-------- GIVEN RECORDS

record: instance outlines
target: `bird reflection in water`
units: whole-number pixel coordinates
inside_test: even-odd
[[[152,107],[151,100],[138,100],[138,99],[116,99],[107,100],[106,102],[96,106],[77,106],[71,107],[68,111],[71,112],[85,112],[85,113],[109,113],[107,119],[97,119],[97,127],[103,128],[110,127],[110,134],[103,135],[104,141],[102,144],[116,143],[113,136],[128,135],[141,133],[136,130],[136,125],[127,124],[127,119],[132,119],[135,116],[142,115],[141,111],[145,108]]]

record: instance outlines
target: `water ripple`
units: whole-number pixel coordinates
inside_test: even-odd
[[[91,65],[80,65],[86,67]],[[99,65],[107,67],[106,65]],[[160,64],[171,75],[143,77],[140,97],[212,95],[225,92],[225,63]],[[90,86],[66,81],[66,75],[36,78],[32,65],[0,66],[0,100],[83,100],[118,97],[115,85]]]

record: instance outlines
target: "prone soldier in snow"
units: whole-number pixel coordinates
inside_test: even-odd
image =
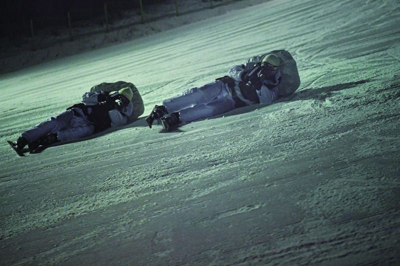
[[[218,115],[250,104],[272,102],[280,95],[280,62],[278,56],[271,54],[260,62],[234,66],[227,76],[164,100],[162,105],[156,105],[146,121],[151,128],[156,119],[169,131],[182,122]]]
[[[107,91],[107,88],[110,91],[126,85],[116,91]],[[19,155],[24,156],[28,151],[24,149],[26,145],[28,151],[32,152],[40,146],[88,137],[109,127],[132,122],[143,113],[143,102],[132,83],[102,83],[91,90],[83,95],[80,103],[39,123],[22,132],[16,141],[8,141],[8,143]],[[135,108],[132,101],[138,106]]]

----------------

§ SHORT EXERCISE
Which lines of the material contain the string "water"? Pull out each of those lines in full, treating uppercase and lowercase as different.

§ FINAL ANSWER
target: `bird reflection in water`
target: `water ripple`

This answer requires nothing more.